## Task details
Continue the piece on opening the blood-brain barrier with ultrasound, starting after its last sentence.

## Selected excerpt
——————

Your brain is armored. It lives in a box made of bones with a security system of vessels. These vessels protect the brain and central nervous system from harmful chemicals circulating in the blood. Yet this protection system—known as the blood-brain barrier—also prevents delivery of drugs that could help treat patients with brain cancers and brain diseases such as Alzheimer’s disease. The heavily guarded brain has long frustrated physicians tending patients in need of brain treatments without surgery.
With recent advances in technology, the blood-brain barrier can now be opened safely, noninvasively and in a targeted manner using ultrasound. One of the newest approaches aiming to advance this research will be presented during Acoustics ’17 Boston, the third joint meeting of the Acoustical Society of America and the European Acoustics Association being held June 25-29, in Boston, Massachusetts.
Investigators at the University of Oxford in the United Kingdom, collaborating with colleagues at the University of Twente in the Netherlands, have produced a promising in vitro experimental platform to investigate relationships between the way the blood-brain barrier opens, how long it takes to recover, and the sounds emitted during blood-brain barrier opening. Think of it as a blood-brain barrier on-a-chip using cultured cells rather than animal or human models.
“The key advantage of our system is that it uses three modalities—involving light, sound, and electrical fields—to simultaneously monitor acoustic emissions, blood-brain barrier disruption and recovery, and the biological response of blood-brain barrier cells in real-time,” said Miles M. Aron at the University of Oxford.

——————

## Given information
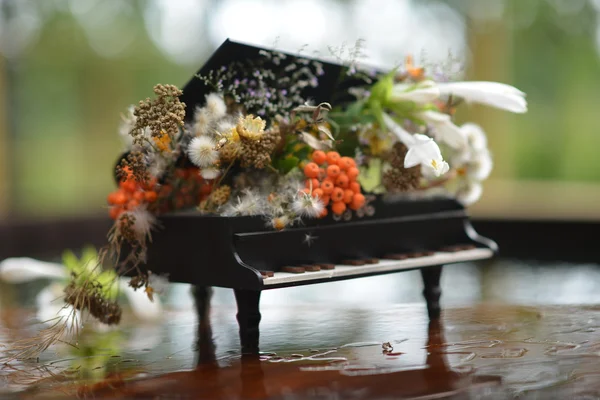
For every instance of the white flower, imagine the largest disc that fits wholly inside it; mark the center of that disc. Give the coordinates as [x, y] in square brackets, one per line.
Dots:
[421, 93]
[215, 105]
[127, 124]
[469, 192]
[476, 137]
[421, 149]
[493, 94]
[480, 166]
[445, 130]
[279, 223]
[307, 206]
[251, 127]
[248, 204]
[224, 126]
[201, 151]
[202, 121]
[210, 173]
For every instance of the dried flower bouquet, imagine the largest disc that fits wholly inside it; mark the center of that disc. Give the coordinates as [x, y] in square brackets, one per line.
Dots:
[291, 140]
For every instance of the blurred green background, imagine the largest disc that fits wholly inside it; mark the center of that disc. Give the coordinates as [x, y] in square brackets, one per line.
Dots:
[69, 68]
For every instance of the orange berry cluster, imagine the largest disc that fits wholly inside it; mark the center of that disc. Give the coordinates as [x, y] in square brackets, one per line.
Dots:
[187, 190]
[333, 179]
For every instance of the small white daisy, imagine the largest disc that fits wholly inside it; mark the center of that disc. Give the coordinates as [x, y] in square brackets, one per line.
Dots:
[307, 206]
[279, 223]
[201, 151]
[215, 105]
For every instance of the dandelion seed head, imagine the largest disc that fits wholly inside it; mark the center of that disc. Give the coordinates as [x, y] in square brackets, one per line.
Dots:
[201, 151]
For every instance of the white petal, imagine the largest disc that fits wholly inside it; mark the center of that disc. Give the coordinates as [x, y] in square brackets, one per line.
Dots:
[475, 136]
[493, 94]
[19, 270]
[480, 166]
[422, 153]
[412, 158]
[445, 129]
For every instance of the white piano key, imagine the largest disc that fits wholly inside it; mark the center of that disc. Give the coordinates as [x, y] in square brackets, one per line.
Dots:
[439, 258]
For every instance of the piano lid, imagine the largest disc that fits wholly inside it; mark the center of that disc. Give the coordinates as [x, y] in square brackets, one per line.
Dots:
[195, 90]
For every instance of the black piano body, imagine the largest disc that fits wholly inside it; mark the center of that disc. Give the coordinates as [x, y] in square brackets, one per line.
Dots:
[244, 254]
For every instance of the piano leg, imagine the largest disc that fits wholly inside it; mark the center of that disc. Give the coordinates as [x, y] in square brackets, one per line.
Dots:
[205, 345]
[248, 317]
[432, 291]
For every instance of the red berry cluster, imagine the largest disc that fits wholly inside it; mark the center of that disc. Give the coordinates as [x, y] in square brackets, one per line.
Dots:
[333, 179]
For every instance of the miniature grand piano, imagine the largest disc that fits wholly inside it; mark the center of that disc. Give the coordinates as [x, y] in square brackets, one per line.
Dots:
[243, 254]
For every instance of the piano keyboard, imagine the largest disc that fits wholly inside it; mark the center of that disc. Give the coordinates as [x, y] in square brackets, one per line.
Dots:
[382, 266]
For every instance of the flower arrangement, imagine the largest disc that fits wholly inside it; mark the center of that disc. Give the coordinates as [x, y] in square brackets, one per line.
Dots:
[260, 143]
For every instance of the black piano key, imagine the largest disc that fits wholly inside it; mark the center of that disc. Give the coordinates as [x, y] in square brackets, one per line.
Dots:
[293, 270]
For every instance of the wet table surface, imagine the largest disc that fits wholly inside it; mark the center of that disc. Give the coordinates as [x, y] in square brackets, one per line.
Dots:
[508, 329]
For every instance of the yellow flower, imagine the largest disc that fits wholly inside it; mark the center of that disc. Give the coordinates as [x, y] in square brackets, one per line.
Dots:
[232, 136]
[163, 141]
[251, 127]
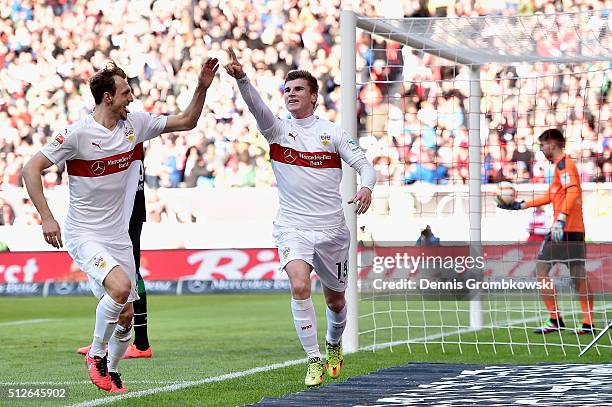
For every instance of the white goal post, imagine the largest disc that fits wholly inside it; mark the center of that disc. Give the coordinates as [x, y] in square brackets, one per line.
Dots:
[472, 42]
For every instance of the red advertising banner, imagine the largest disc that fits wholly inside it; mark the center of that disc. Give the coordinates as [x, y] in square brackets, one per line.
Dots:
[226, 264]
[263, 264]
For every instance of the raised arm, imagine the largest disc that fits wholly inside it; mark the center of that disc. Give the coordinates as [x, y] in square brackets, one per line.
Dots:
[188, 119]
[263, 115]
[32, 178]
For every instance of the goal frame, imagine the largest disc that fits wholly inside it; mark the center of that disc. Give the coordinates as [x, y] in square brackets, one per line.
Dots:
[473, 59]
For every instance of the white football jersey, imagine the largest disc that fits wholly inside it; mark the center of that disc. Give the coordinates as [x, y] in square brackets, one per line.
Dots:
[103, 169]
[306, 158]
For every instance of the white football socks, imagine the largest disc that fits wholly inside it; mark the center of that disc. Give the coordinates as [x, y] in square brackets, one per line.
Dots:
[306, 325]
[107, 315]
[336, 322]
[117, 346]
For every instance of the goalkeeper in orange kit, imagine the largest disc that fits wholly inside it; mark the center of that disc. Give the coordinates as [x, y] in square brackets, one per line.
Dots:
[565, 241]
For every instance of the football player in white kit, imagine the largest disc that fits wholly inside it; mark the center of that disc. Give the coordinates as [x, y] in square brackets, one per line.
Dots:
[310, 230]
[101, 153]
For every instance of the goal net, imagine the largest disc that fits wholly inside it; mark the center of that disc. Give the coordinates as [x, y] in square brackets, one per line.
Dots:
[447, 108]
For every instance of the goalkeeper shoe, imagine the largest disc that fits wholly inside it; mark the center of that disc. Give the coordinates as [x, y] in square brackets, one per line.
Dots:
[314, 375]
[334, 360]
[116, 383]
[552, 325]
[587, 329]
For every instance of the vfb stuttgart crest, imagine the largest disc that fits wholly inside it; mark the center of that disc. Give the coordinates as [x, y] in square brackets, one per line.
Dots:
[99, 262]
[286, 252]
[129, 134]
[325, 139]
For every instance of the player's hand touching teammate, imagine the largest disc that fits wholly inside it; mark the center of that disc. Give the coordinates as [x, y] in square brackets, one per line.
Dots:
[234, 68]
[207, 74]
[363, 199]
[52, 232]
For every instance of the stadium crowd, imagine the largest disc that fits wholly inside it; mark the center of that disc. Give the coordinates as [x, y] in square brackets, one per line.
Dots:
[413, 130]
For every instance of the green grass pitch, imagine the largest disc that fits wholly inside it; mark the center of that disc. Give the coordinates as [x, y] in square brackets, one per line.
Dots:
[195, 337]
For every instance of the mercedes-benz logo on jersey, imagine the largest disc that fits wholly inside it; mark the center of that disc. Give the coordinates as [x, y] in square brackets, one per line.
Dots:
[98, 167]
[289, 156]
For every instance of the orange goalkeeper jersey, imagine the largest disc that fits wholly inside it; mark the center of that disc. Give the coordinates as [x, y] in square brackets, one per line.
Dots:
[565, 193]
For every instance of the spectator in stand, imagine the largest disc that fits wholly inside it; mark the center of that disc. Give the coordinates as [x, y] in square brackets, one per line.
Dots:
[49, 49]
[7, 215]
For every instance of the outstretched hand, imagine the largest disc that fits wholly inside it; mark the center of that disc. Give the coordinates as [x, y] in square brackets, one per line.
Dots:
[363, 199]
[513, 206]
[234, 68]
[207, 74]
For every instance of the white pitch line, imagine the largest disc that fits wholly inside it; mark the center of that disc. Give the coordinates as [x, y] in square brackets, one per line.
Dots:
[229, 376]
[26, 321]
[177, 386]
[75, 382]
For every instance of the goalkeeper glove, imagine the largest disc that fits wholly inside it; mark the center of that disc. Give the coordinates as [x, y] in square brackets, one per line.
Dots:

——————

## Your response
Researchers have tried to open the blood-brain barrier using ultrasound since the 1950s. The breakthrough for safely opening the blood-brain barrier was to use tiny bubbles that interact with the ultrasound field known as “cavitation agents.” Several cavitation agents are already approved for enhancing contrast in ultrasound imaging by the U.S. Food and Drug Administration. Cavitation agents work by oscillating rapidly or “singing” when exposed to ultrasound.
“The treatment can be monitored externally by ‘listening’ to the re-radiated sound from the cavitation agents interacting with the ultrasound field. These acoustic emissions provide information regarding the energy of cavitation within the blood vessels and are already being used to adjust ultrasound parameters in real-time to reduce the likelihood of damaging healthy cells during treatment,” Aron said.
The team monitors acoustic emissions and the integrity of the blood-brain barrier in real-time throughout the treatment, an improvement compared to other approaches that generally involve blood-brain barrier assessment only after the treatment is completed, Aron said.
In addition, the team uses fluorescent probes to monitor either changes in the cells during treatment, or mechanical and chemical effects from the cavitation agents as they are exposed to ultrasound in real-time.
“By analyzing multiple sources of data during ultrasound exposure and throughout BBB recovery, we aim to better understand this promising new treatment,” Aron said. “With the Oxford Centre for Drug Delivery Devices, OxCD3, we are currently working on a non-invasive method to detect and treat brain metastases before they become deadly. Our in vitro system will play a critical role in the development of this and other next-generation approaches to ultrasound-mediated blood brain barrier opening.”